= INSTRUCTION =
Count the lines in the records below that contain the string "orange", matching case exactly, and give only that number.

= MATERIAL PROVIDED =
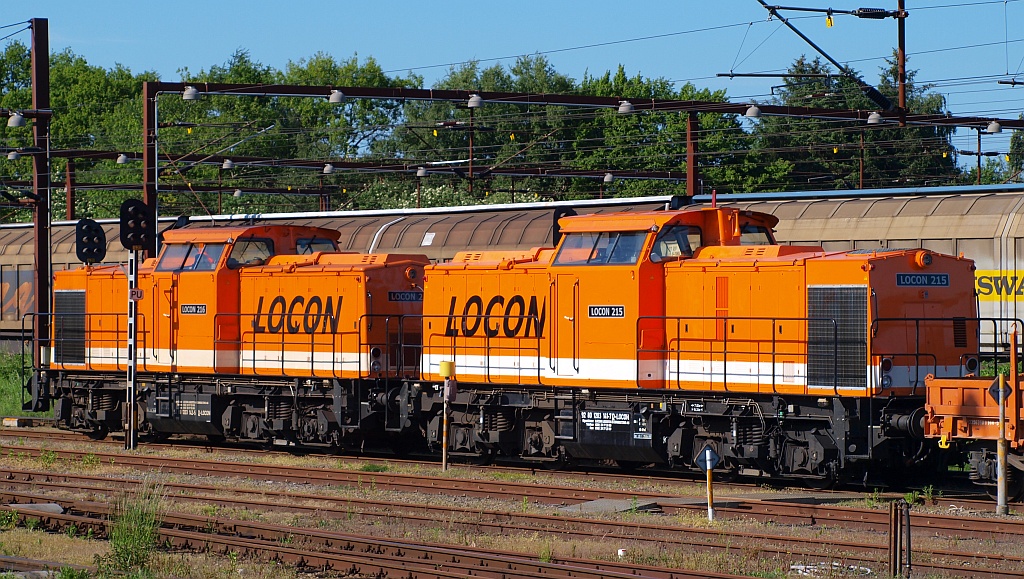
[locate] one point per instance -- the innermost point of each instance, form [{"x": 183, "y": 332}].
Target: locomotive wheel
[
  {"x": 485, "y": 457},
  {"x": 99, "y": 432},
  {"x": 1015, "y": 486},
  {"x": 561, "y": 462},
  {"x": 630, "y": 465},
  {"x": 823, "y": 483}
]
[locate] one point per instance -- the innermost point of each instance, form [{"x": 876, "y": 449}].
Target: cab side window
[
  {"x": 606, "y": 248},
  {"x": 173, "y": 256},
  {"x": 313, "y": 245},
  {"x": 754, "y": 235},
  {"x": 250, "y": 252},
  {"x": 190, "y": 257}
]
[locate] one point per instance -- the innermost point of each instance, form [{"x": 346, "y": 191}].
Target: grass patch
[
  {"x": 13, "y": 371},
  {"x": 134, "y": 529}
]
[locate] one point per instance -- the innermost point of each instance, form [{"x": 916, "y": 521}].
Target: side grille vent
[
  {"x": 69, "y": 327},
  {"x": 837, "y": 336},
  {"x": 960, "y": 333}
]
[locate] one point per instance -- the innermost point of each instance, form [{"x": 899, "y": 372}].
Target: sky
[{"x": 963, "y": 47}]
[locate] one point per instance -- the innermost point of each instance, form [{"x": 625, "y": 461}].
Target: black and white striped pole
[
  {"x": 134, "y": 294},
  {"x": 137, "y": 233}
]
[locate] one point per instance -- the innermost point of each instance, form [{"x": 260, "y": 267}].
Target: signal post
[{"x": 137, "y": 234}]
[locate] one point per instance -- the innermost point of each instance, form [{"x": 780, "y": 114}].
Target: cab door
[
  {"x": 186, "y": 301},
  {"x": 566, "y": 318}
]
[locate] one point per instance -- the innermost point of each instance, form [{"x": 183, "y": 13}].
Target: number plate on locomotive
[{"x": 923, "y": 280}]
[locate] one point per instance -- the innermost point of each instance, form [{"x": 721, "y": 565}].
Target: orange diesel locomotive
[
  {"x": 257, "y": 332},
  {"x": 640, "y": 338}
]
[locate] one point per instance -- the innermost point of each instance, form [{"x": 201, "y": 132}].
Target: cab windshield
[{"x": 676, "y": 241}]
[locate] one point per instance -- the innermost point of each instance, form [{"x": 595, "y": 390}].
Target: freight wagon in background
[{"x": 985, "y": 223}]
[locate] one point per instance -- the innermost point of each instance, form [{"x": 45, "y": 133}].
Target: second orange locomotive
[{"x": 639, "y": 338}]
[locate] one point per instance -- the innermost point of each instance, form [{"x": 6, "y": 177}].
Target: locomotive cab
[{"x": 195, "y": 287}]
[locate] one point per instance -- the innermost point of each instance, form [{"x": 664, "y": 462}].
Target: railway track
[
  {"x": 505, "y": 523},
  {"x": 958, "y": 498},
  {"x": 323, "y": 550},
  {"x": 776, "y": 510}
]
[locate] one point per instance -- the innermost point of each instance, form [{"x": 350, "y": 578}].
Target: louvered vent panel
[
  {"x": 837, "y": 354},
  {"x": 69, "y": 327}
]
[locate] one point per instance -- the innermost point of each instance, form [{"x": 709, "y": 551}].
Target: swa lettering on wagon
[
  {"x": 308, "y": 316},
  {"x": 993, "y": 286},
  {"x": 512, "y": 317}
]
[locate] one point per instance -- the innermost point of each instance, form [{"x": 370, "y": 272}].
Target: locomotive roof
[
  {"x": 647, "y": 220},
  {"x": 228, "y": 234}
]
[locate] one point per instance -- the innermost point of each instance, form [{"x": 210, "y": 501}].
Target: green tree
[{"x": 825, "y": 154}]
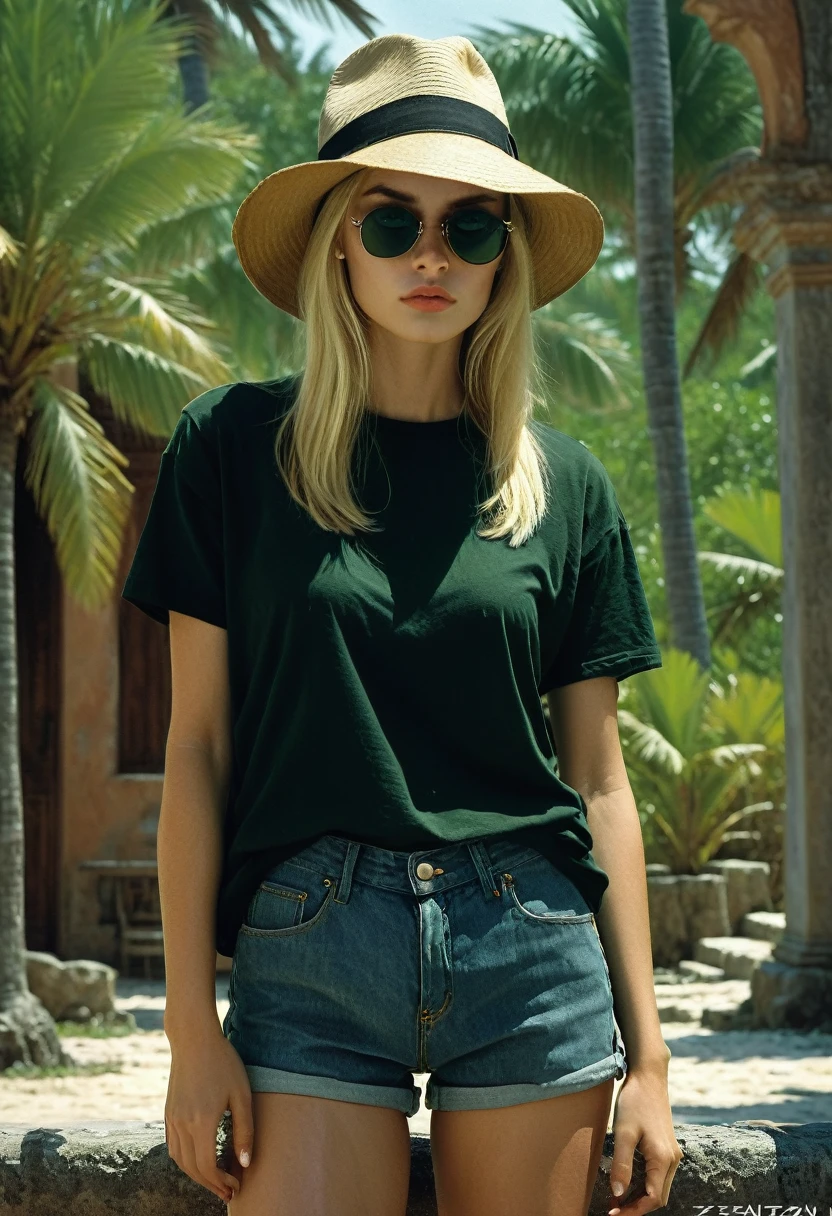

= THE ANSWER =
2